# RECORD EXTRACTS start

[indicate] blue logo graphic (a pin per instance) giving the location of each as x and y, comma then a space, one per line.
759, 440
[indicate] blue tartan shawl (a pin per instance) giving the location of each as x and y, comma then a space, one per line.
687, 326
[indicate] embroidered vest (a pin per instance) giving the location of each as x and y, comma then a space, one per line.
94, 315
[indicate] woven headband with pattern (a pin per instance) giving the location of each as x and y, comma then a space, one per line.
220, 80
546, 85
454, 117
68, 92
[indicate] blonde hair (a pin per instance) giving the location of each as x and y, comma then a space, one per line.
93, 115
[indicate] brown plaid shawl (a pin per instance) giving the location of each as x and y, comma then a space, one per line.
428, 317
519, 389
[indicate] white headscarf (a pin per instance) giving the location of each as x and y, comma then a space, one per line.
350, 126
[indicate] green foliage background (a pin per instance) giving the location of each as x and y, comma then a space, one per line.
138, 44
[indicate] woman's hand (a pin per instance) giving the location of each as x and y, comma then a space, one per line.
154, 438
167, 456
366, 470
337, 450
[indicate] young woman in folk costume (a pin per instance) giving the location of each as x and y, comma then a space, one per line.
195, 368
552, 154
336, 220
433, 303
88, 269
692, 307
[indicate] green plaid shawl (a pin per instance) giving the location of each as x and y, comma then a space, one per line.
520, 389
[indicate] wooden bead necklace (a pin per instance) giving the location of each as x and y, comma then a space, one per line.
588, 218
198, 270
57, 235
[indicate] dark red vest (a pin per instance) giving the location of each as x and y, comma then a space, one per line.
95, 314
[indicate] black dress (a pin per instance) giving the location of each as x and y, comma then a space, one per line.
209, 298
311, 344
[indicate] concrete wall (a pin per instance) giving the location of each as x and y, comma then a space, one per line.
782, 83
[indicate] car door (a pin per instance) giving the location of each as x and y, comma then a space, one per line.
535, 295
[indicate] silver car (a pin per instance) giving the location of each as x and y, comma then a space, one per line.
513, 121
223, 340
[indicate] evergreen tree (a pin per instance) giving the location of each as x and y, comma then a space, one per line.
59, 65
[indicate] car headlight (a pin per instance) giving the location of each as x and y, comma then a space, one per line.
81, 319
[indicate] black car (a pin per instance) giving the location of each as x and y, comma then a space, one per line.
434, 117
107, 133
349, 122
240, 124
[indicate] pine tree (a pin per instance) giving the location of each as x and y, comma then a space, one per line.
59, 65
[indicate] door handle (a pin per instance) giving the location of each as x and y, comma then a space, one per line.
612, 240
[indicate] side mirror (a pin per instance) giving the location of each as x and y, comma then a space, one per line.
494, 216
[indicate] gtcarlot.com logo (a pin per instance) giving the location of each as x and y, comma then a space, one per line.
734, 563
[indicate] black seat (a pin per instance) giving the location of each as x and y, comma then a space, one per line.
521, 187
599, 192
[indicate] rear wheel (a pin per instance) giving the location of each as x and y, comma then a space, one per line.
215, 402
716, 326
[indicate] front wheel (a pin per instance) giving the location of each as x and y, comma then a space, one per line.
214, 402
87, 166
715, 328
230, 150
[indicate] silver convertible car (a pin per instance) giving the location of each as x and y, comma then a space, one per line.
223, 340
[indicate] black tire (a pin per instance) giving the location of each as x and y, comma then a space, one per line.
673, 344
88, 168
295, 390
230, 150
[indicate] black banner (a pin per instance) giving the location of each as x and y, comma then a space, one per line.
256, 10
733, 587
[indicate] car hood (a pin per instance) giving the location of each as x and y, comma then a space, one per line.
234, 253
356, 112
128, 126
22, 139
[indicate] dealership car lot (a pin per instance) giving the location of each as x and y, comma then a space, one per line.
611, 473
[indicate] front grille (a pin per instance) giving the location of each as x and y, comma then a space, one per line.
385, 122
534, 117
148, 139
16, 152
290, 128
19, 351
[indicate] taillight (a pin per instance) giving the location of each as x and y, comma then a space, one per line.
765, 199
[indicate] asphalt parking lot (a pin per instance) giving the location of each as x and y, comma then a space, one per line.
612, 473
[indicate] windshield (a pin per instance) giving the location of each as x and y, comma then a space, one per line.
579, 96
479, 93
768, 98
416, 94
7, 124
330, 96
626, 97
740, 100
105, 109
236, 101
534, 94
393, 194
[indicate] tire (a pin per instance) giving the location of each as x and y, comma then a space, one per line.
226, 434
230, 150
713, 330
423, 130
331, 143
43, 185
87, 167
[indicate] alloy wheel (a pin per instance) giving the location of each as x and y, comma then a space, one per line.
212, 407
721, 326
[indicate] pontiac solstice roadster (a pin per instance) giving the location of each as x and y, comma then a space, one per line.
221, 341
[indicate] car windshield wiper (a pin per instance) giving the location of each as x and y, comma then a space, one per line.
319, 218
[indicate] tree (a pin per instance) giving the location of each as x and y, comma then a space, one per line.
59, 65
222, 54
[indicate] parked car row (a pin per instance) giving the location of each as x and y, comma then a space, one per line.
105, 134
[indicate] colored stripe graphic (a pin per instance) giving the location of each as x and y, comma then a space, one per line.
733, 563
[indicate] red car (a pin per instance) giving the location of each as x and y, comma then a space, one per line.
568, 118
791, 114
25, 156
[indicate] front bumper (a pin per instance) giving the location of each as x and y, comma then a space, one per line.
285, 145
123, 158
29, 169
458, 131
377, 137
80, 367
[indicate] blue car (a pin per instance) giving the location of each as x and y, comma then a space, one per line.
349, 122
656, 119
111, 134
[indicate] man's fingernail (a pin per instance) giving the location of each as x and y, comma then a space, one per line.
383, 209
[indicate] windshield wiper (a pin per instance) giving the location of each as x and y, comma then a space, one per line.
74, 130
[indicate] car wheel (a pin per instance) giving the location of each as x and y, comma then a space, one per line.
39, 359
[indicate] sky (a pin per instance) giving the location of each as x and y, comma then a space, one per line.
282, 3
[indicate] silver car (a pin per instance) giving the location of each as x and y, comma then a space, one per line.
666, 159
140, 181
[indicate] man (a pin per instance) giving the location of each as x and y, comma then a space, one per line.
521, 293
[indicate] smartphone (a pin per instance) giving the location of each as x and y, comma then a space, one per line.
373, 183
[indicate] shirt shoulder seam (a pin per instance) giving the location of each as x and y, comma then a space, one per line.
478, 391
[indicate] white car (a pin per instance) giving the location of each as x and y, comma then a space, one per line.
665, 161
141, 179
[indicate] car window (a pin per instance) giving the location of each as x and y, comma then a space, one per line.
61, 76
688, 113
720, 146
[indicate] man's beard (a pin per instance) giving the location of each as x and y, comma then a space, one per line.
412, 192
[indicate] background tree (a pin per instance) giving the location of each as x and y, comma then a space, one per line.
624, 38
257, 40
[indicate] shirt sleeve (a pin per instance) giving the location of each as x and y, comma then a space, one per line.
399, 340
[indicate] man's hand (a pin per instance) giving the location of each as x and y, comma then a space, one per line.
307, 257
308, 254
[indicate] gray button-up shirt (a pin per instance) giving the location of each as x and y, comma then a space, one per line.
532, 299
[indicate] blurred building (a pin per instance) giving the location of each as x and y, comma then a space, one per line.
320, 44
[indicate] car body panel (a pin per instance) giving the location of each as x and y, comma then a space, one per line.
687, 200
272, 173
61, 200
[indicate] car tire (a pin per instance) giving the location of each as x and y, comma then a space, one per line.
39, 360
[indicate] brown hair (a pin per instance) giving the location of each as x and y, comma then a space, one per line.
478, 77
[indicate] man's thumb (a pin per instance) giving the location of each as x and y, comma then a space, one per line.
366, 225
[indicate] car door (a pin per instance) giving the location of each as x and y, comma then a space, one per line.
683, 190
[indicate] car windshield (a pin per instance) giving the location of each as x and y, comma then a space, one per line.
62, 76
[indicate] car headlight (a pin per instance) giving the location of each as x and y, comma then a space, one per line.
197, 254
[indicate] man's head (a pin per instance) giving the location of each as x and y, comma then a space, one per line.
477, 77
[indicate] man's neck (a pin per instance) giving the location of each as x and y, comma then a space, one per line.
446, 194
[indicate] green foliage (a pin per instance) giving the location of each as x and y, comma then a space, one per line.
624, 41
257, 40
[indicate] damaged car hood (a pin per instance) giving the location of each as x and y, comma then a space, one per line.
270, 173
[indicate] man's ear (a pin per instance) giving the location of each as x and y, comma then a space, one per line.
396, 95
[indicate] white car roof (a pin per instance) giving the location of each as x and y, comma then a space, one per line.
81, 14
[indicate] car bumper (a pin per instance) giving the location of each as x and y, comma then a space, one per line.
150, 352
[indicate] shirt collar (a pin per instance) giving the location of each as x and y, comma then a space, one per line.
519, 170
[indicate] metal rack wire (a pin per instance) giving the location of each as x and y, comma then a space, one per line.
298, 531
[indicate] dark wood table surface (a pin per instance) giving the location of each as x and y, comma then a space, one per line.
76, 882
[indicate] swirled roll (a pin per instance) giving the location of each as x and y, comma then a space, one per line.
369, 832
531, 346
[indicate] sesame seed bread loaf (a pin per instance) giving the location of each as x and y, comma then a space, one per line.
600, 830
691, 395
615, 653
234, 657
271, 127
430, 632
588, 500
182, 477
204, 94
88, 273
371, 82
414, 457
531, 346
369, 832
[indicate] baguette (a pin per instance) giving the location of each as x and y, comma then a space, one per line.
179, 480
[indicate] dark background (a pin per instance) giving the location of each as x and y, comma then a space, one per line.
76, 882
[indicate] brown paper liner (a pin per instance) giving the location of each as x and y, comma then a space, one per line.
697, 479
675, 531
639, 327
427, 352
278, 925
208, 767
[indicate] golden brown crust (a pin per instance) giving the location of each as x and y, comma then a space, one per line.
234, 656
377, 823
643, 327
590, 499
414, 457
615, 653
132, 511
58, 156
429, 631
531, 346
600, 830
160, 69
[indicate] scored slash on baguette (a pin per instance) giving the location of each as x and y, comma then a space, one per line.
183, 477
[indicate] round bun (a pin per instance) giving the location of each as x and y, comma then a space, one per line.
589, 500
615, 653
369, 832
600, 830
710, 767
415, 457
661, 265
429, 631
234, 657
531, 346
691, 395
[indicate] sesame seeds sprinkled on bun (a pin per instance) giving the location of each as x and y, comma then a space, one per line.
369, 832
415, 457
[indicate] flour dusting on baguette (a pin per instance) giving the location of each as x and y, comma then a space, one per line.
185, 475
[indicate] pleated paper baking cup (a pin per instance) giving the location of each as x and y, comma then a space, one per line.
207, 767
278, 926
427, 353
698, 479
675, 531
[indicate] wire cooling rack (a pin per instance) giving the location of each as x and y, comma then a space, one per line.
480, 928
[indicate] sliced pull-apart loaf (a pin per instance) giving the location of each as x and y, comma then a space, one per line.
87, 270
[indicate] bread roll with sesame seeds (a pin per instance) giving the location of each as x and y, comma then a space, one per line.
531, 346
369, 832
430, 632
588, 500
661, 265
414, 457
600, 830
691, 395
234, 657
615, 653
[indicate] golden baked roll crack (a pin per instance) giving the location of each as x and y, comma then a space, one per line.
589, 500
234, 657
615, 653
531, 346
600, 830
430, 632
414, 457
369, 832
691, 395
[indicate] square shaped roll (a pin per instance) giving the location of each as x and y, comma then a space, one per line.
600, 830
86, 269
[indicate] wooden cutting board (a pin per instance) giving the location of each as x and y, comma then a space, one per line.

# RECORD EXTRACTS end

*SHORT EXERCISE*.
Only the lines from the one containing "[indicate] golden brown" to the end of the listing belong in the output, each reproduced exactly.

*TASK RESULT*.
[indicate] golden brown crust (a pin per instance) giving the location of each as x and y, comma then a space, one per line.
234, 656
377, 823
643, 327
590, 499
414, 457
615, 653
132, 511
58, 156
429, 631
531, 346
600, 830
160, 69
[indicate] scored slash on baguette (a pin per instance) giving the location of each as x and y, comma then a space, one per line.
183, 477
[indicate] round bun (a pin per instance) giving the location of each as x and y, comma then a space, one per line.
589, 500
615, 653
369, 832
600, 830
710, 767
415, 457
661, 265
429, 631
234, 657
531, 346
691, 395
[indicate] sesame seeds sprinkled on bun (a pin per instance) giving the location of each as x and y, comma then a space, one per line.
369, 832
415, 457
[indicate] flour dusting on baguette (a pin per instance) giving the location of each as x and y, comma then a space, one per line.
185, 475
[indicate] pleated paper baking cup (a pin per instance) giving the location of each as x and y, comma then a space, one per line.
207, 767
278, 926
427, 353
698, 479
675, 531
[indicate] wire cooling rack (a pin per instance) giving the location of each as x and y, comma then a space, one per line.
480, 928
[indicate] sliced pull-apart loaf (a pin per instance) giving the location of each as x and y, comma then a space, one per line.
87, 270
[indicate] bread roll with sesame seeds (a pin per instance) giving the location of each as x and y, comma then a space, one per line.
531, 346
369, 832
430, 632
588, 500
661, 265
414, 457
600, 830
691, 395
234, 657
615, 653
[indicate] golden baked roll crack (a pin per instance) giving the location of each as x and y, comma then a space, one per line.
589, 500
234, 657
615, 653
531, 346
600, 830
430, 632
414, 457
369, 832
691, 395
[indicate] square shaped roll (a pin per instance) giving the location of each as x and y, comma then a space, one per line.
600, 830
86, 269
[indicate] wooden cutting board (a pin per instance) giving the location of each as x and y, comma then a space, one per line.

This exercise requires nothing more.